### Provided records
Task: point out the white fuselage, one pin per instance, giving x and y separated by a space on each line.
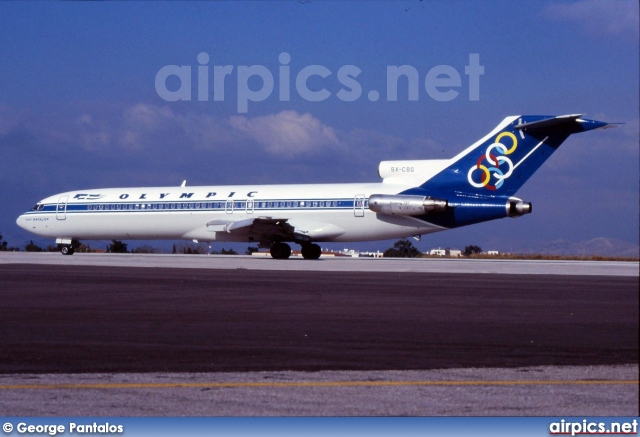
328 212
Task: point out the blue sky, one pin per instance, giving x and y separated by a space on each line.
79 105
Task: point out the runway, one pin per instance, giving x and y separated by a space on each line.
97 324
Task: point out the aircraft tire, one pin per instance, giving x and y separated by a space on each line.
311 251
67 250
280 251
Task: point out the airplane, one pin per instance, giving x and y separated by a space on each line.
415 197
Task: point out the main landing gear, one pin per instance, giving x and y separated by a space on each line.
66 249
283 251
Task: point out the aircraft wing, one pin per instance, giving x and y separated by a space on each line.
269 229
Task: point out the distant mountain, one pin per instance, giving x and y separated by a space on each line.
597 246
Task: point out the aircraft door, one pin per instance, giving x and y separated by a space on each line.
228 206
61 209
358 205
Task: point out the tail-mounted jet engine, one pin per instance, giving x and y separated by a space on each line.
398 204
516 207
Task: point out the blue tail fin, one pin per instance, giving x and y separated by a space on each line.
500 163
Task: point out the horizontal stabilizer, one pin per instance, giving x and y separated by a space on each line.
572 122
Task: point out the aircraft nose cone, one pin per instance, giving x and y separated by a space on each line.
22 222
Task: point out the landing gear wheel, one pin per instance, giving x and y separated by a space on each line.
280 251
311 251
67 250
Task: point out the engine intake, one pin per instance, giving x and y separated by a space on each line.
399 204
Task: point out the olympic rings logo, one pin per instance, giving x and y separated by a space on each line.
497 164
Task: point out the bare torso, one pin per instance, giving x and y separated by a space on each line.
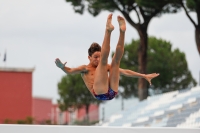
88 76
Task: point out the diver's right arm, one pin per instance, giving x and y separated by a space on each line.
69 70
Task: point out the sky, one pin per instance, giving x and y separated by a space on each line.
35 32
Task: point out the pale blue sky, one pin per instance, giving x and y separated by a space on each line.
35 32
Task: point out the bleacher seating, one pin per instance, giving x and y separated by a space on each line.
172 109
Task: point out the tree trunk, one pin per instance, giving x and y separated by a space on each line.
87 114
197 37
142 60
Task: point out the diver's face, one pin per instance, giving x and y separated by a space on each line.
94 59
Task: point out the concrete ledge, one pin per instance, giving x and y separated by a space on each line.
12 128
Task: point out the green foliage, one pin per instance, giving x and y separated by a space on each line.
171 64
73 93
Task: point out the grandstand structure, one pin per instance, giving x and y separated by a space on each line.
173 109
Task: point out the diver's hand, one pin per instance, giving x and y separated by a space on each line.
59 63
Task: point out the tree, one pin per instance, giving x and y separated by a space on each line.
171 64
144 10
74 94
193 6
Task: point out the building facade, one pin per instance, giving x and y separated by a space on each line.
17 103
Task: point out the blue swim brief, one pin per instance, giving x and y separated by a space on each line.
107 96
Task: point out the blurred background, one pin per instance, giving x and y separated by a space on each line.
161 37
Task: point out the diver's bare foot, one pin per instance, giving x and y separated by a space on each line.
109 25
149 77
122 23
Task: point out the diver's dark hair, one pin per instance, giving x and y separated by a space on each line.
93 48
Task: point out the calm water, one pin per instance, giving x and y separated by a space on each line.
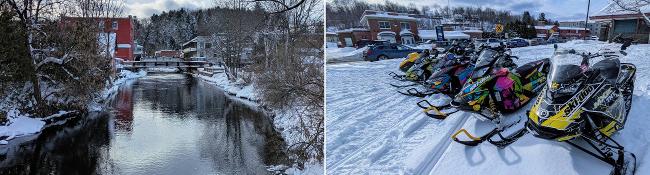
161 124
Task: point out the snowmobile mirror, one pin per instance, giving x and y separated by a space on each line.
626 44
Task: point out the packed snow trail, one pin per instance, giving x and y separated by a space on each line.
372 129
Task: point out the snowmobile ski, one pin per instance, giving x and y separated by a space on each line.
502 143
437 112
415 92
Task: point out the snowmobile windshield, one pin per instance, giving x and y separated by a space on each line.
483 62
486 57
566 68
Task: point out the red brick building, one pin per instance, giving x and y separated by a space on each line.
391 26
168 53
561 32
349 37
120 33
615 21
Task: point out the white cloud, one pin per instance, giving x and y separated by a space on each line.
146 8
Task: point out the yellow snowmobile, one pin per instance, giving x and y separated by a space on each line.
588 103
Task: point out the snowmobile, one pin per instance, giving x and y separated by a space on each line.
587 102
496 88
490 60
451 72
419 75
420 69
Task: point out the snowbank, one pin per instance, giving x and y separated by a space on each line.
372 129
284 121
19 125
346 54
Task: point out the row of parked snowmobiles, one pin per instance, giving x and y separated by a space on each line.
576 100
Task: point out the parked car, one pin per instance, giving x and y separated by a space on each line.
365 42
388 51
493 42
517 42
537 41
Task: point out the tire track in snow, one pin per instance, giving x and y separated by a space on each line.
355 154
441 148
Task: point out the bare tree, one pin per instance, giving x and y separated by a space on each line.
63 63
633 6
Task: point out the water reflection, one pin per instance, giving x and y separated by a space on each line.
162 124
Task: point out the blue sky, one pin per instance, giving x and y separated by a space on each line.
555 9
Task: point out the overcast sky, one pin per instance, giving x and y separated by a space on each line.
146 8
555 9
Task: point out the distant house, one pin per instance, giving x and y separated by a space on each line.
614 22
561 32
594 28
200 49
168 53
349 37
391 26
118 32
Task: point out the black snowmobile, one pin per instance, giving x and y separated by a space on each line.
449 74
496 88
422 69
587 102
489 60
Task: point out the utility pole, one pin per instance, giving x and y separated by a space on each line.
587 18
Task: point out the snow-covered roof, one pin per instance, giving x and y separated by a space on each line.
353 30
614 9
405 32
385 15
386 32
431 34
455 35
548 27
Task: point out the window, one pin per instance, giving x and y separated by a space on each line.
405 26
384 25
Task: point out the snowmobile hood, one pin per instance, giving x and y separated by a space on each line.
472 94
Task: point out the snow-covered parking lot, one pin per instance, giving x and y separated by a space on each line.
372 129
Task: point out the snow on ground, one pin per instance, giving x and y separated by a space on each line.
284 121
372 129
346 54
19 125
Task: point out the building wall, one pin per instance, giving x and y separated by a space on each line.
395 26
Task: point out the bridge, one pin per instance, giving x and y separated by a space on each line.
160 63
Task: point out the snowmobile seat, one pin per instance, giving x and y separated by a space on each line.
608 69
525 69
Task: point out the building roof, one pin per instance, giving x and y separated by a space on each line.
386 32
431 34
352 30
196 39
548 27
405 32
613 10
371 14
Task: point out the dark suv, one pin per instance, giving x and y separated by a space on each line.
365 42
388 51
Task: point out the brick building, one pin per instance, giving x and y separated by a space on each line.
617 22
117 31
391 26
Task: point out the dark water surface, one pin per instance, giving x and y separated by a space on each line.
160 124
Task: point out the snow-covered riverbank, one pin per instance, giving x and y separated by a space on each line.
372 129
283 121
21 124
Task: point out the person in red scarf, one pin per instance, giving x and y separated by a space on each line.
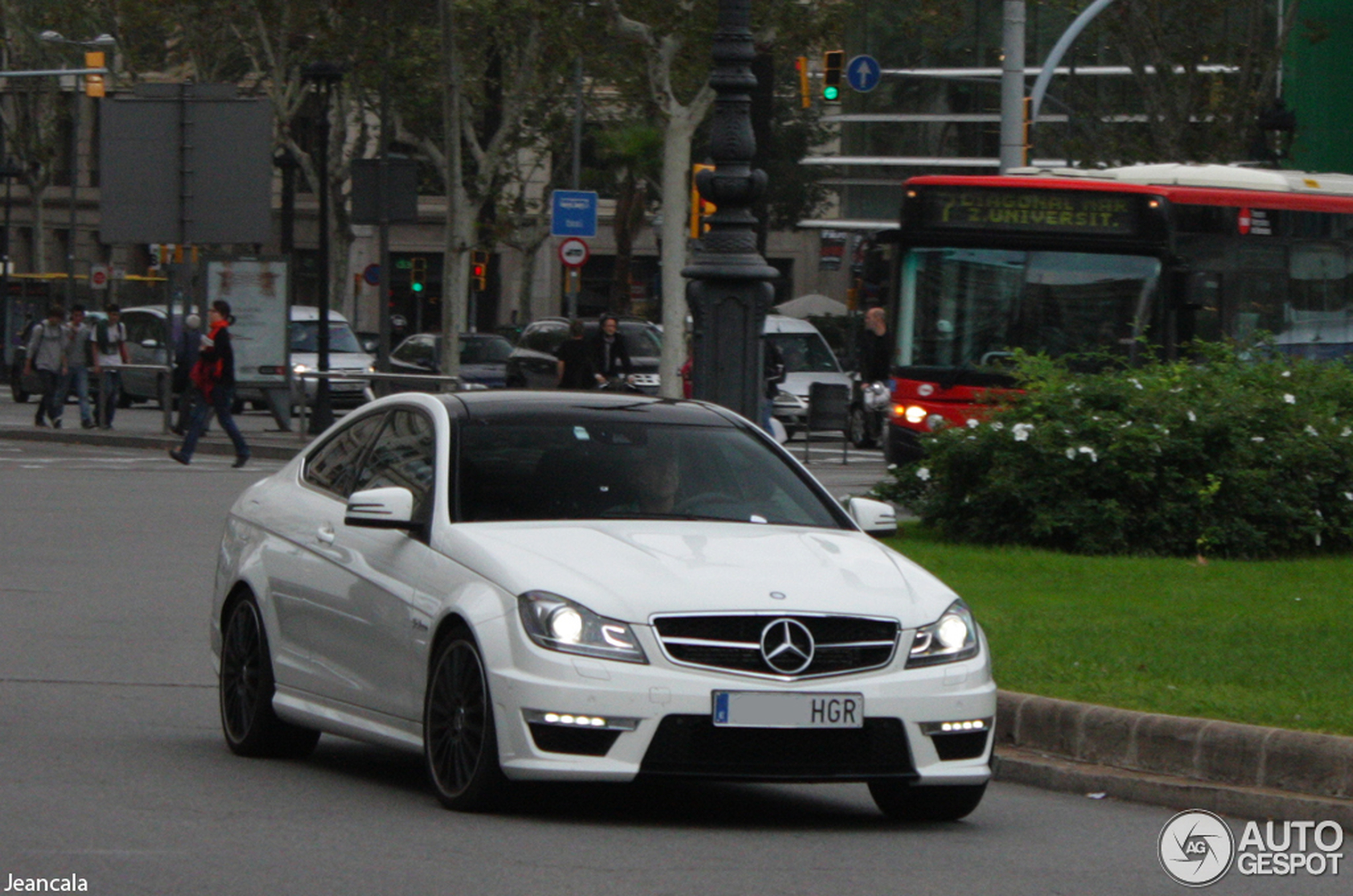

### Problem to solve
Locate every line in the material above that contains the word "diver", paying attention to case, and copy each of those lines.

### Solution below
Task: point out the diver's right arm, one pin per instance, giving x and y separated by a space on each line.
Task: point out the diver's face, one pin per instance, giving x and y separated by a space on each line.
Task: point out the diver's hand, one pin per instance, giving x and y separated by a space on each line.
Task: point out the diver's bare foot, one pin per instance, giving x and y separated by a space on each line.
Task: point out the diver's dark hair, one pin per instance, giving x and y separated by a space on each line.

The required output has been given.